-- DATASET RECORDS follows --

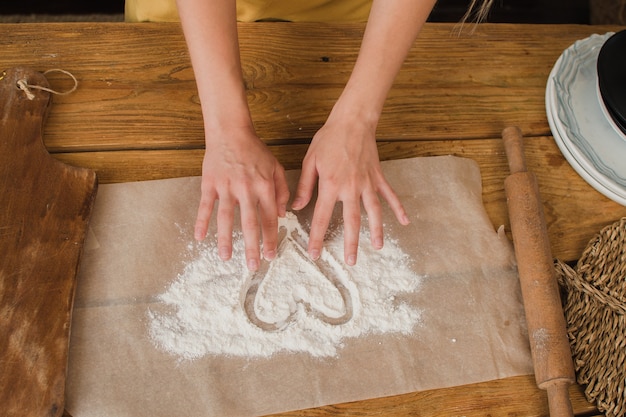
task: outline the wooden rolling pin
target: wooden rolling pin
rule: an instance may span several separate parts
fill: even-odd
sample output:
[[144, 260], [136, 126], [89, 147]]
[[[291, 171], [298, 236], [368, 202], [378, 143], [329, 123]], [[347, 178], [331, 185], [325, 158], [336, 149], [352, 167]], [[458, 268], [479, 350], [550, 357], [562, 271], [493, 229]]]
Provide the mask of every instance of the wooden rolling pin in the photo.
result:
[[547, 391], [550, 416], [573, 416], [575, 381], [563, 307], [535, 176], [526, 170], [522, 133], [502, 131], [511, 175], [505, 180], [509, 220], [537, 386]]

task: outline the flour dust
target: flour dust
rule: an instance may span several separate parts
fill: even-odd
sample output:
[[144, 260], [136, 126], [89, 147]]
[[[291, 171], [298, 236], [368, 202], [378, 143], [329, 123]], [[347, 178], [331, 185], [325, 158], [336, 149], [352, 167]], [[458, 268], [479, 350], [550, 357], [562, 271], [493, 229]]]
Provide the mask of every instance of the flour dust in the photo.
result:
[[[287, 235], [306, 237], [291, 213], [280, 219], [279, 227]], [[150, 337], [158, 348], [192, 360], [206, 355], [270, 357], [278, 352], [333, 357], [349, 338], [410, 334], [420, 323], [421, 311], [396, 297], [418, 291], [421, 277], [411, 270], [409, 256], [393, 239], [387, 237], [381, 250], [371, 247], [366, 232], [360, 242], [353, 267], [338, 261], [343, 260], [339, 229], [325, 242], [325, 268], [316, 268], [306, 259], [305, 249], [295, 247], [295, 240], [281, 246], [255, 300], [255, 311], [263, 320], [278, 322], [292, 316], [288, 326], [274, 332], [252, 324], [243, 309], [251, 273], [241, 236], [235, 236], [233, 257], [227, 262], [219, 258], [214, 240], [203, 243], [198, 256], [158, 297], [159, 306], [148, 311]], [[341, 277], [350, 290], [353, 314], [344, 324], [328, 324], [304, 308], [308, 305], [330, 317], [344, 314], [344, 299], [328, 279], [329, 273]]]

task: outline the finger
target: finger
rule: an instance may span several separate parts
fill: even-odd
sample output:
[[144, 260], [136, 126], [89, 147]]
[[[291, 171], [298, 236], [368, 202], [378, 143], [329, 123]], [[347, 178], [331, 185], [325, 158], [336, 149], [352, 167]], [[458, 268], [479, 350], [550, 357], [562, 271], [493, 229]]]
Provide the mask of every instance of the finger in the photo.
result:
[[[300, 180], [298, 181], [298, 187], [296, 188], [296, 197], [291, 204], [294, 210], [301, 210], [313, 196], [313, 190], [317, 183], [317, 168], [314, 161], [310, 161], [305, 158], [302, 163], [302, 172], [300, 173]], [[333, 203], [334, 204], [334, 203]], [[317, 208], [316, 208], [317, 211]]]
[[278, 246], [278, 212], [273, 187], [261, 192], [259, 215], [261, 216], [261, 234], [263, 236], [263, 257], [272, 260], [276, 257]]
[[330, 223], [330, 218], [335, 207], [335, 199], [324, 198], [323, 194], [317, 198], [315, 210], [313, 211], [313, 219], [311, 220], [311, 231], [309, 232], [309, 256], [313, 260], [317, 260], [322, 253], [322, 245], [324, 236]]
[[282, 166], [279, 166], [278, 169], [274, 171], [274, 187], [278, 215], [285, 217], [287, 213], [287, 202], [289, 201], [289, 186], [285, 178], [285, 169]]
[[[241, 211], [241, 230], [246, 248], [246, 265], [250, 271], [259, 269], [261, 251], [259, 248], [259, 219], [257, 204], [245, 200], [239, 202]], [[275, 213], [276, 208], [274, 208]]]
[[374, 249], [383, 247], [383, 215], [378, 194], [373, 190], [363, 193], [363, 207], [367, 212], [370, 240]]
[[356, 264], [361, 230], [361, 200], [358, 197], [343, 201], [343, 257], [346, 264]]
[[213, 194], [202, 193], [193, 232], [194, 238], [197, 241], [201, 241], [206, 237], [214, 205], [215, 196]]
[[400, 224], [406, 226], [407, 224], [411, 223], [411, 220], [409, 220], [409, 216], [406, 214], [406, 210], [404, 209], [402, 202], [398, 198], [395, 191], [393, 191], [393, 188], [391, 188], [389, 183], [384, 178], [382, 178], [380, 181], [380, 184], [378, 186], [378, 193], [385, 199], [385, 201], [387, 201], [389, 207], [391, 207], [391, 211], [393, 211], [396, 219], [398, 219], [398, 222], [400, 222]]
[[233, 254], [233, 219], [235, 207], [230, 198], [222, 197], [217, 206], [217, 250], [220, 258], [229, 260]]

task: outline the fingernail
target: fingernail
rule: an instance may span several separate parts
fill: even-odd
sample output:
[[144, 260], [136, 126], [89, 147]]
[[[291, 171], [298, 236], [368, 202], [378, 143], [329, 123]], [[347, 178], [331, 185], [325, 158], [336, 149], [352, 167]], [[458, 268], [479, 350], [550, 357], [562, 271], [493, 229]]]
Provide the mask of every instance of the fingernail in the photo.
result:
[[376, 249], [381, 249], [383, 247], [383, 239], [382, 238], [377, 238], [374, 240], [374, 248]]
[[317, 250], [317, 249], [311, 249], [311, 251], [309, 252], [309, 256], [314, 261], [317, 261], [319, 259], [319, 257], [320, 257], [320, 251]]
[[200, 229], [195, 229], [193, 232], [193, 237], [200, 242], [202, 239], [204, 239], [204, 236], [202, 236], [202, 231]]
[[248, 269], [250, 271], [256, 271], [257, 269], [259, 269], [259, 263], [257, 262], [256, 259], [248, 260]]
[[293, 203], [291, 203], [291, 208], [294, 210], [300, 210], [301, 205], [302, 205], [302, 199], [296, 198], [295, 200], [293, 200]]
[[356, 264], [356, 255], [348, 255], [348, 265], [353, 266]]
[[402, 224], [407, 225], [411, 223], [411, 220], [409, 219], [409, 216], [407, 216], [406, 214], [404, 216], [402, 216]]
[[270, 250], [265, 254], [265, 259], [267, 259], [268, 261], [271, 261], [272, 259], [274, 259], [276, 257], [276, 251], [275, 250]]
[[230, 251], [228, 250], [228, 248], [226, 246], [222, 246], [220, 248], [220, 258], [222, 258], [223, 261], [227, 261], [228, 258], [230, 257]]

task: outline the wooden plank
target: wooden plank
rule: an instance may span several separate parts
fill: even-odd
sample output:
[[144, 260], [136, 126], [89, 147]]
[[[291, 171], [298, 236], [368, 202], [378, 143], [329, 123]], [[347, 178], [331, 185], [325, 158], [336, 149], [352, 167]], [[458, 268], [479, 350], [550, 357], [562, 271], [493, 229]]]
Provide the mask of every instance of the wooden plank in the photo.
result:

-- DATASET RECORDS concluded --

> _WHAT TO WORK ON_:
Which lines of the data include the string "target"? Find them and copy each one.

> _RESPONSE BOX_:
target: wooden rolling pin
target: flour dust
target: finger
target: fingernail
target: wooden plank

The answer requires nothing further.